# START OF Excerpt

What are you giving out for Halloween?

Trick-or-Treat: Keeping Halloween Healthier Yet Fun.

With Halloween around the corner, why not think outside the box? We can’t trick our Halloween visitors but we can treat them to new Halloween delights. Read on to get some healthier options, unconventional goodies, and finally a run down at the candy counter.

New Delights:

Clif Kid Twisted Fruit Rope, Clif Z Bar (granola bars), Organic raisins, Blue Diamond mini nut packs – almonds, Bearito’s No Oil No Salt Microwave Popcorn or Earth’s Best Organic Puree (fruit and veggies pureed like applesauce in squeeze pack)

Unconventional Goodies:

Tattoos, bouncy balls, yo-yos, stickers, pencils, chalk and mini coloring books

Candy Counter:

For those that adhere to moderation the top 5 Halloween candy picks: Smarties, Tootsie Pops, York Peppermint Patties, Twizzlers and Milk Duds

 

**Just know I will be giving out Reese’s Peanut Butter Cups because they taste so yummy and a variety of the above!!

 

Optional Reading – nutritional information listed below:

  1. Smarties: 25 calories, 0 grams of fat, 6 grams of sugar (per roll)

# END OF Excerpt
# START OF Record extracts

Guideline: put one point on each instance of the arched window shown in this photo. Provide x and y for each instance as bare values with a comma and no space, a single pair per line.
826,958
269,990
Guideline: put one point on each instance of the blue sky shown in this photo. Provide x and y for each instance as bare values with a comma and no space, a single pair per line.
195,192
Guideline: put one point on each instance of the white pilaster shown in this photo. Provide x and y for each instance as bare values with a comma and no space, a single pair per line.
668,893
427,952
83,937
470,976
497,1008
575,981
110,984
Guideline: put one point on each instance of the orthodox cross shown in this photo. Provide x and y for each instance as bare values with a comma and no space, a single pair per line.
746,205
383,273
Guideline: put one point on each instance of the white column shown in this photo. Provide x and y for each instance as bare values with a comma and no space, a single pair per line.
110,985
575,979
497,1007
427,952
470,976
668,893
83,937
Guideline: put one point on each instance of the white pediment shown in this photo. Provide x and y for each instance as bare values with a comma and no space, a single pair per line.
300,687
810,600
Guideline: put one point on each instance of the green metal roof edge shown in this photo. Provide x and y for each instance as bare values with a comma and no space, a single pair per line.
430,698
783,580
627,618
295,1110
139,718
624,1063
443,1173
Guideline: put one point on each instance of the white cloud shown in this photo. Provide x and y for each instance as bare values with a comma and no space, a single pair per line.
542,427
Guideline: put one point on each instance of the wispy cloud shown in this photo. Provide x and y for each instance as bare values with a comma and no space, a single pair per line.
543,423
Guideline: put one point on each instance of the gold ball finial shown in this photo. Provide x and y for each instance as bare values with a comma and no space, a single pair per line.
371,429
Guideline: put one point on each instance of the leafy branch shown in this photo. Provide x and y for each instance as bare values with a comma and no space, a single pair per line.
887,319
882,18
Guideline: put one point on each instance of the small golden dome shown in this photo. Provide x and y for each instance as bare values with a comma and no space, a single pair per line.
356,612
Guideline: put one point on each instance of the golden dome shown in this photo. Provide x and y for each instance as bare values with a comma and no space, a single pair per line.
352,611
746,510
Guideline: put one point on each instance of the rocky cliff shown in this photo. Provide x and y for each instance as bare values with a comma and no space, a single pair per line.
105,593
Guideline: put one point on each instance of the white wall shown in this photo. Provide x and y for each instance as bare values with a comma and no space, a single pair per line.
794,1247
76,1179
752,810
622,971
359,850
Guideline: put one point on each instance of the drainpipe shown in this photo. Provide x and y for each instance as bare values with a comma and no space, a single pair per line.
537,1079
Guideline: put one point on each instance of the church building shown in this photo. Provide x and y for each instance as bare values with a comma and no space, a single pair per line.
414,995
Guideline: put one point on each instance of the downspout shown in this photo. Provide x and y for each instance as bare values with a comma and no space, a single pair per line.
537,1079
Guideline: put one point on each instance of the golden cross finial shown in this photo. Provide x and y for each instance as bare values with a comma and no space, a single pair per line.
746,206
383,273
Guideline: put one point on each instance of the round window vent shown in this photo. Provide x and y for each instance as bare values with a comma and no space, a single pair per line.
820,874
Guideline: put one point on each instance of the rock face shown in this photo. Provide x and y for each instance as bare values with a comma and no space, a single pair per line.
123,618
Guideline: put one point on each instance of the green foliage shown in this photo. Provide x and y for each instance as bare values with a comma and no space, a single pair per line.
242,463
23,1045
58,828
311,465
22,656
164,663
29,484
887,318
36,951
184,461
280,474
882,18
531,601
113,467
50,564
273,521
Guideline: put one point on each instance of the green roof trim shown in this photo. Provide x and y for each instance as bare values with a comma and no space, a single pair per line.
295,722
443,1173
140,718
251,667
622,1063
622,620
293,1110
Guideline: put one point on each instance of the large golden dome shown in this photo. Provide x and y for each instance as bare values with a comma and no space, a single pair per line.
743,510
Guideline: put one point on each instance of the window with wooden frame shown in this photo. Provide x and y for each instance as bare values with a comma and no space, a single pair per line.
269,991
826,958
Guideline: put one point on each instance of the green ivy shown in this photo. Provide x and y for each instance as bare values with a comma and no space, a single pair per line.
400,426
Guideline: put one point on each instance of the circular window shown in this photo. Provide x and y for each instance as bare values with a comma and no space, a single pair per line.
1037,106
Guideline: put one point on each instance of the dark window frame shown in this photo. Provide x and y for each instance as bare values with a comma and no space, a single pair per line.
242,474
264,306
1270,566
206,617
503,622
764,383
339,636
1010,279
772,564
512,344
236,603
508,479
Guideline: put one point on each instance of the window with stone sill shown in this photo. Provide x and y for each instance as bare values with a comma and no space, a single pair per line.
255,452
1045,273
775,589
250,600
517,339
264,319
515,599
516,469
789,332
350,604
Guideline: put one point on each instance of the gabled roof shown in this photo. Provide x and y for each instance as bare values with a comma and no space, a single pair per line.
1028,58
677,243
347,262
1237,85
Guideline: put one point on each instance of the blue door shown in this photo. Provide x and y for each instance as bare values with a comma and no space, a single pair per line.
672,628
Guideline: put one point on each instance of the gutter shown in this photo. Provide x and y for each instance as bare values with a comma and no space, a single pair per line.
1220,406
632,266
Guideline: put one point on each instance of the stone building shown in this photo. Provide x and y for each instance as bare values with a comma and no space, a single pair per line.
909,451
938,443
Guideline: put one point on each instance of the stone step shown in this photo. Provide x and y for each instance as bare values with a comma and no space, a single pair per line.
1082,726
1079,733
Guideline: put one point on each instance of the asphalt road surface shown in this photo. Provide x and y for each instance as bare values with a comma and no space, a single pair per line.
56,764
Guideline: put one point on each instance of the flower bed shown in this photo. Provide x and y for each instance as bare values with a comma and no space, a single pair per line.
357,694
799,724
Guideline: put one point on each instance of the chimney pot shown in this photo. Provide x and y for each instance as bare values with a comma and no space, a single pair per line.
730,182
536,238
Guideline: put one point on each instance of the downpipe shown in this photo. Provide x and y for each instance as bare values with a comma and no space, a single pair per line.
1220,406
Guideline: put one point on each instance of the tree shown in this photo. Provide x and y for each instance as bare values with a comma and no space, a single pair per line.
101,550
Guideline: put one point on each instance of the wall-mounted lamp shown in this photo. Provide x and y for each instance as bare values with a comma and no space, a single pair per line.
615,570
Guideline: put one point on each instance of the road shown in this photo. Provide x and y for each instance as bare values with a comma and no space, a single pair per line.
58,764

# END OF Record extracts

_To do_
(1) Answer these questions from the Halloween piece:
(a) Which candy does the writer say they will be giving out?
(b) How many calories are in one roll of Smarties?
(c) What nut do the Blue Diamond mini nut packs contain?
(2) Identify every line of the entries that contains the word "wall", and copy each such line. Case counts.
The Halloween piece and the entries have nothing to do with each other.

_Answers_
(1)
(a) Reese's Peanut Butter Cups
(b) 25 calories
(c) Almonds

(2)
Guideline: put one point on each instance of the white wall shown in this photo. Provide x and y for each instance as bare values with a comma and no space, a single pair per line.
Guideline: put one point on each instance of the wall-mounted lamp shown in this photo. Provide x and y for each instance as bare values with a comma and no space, a single pair per line.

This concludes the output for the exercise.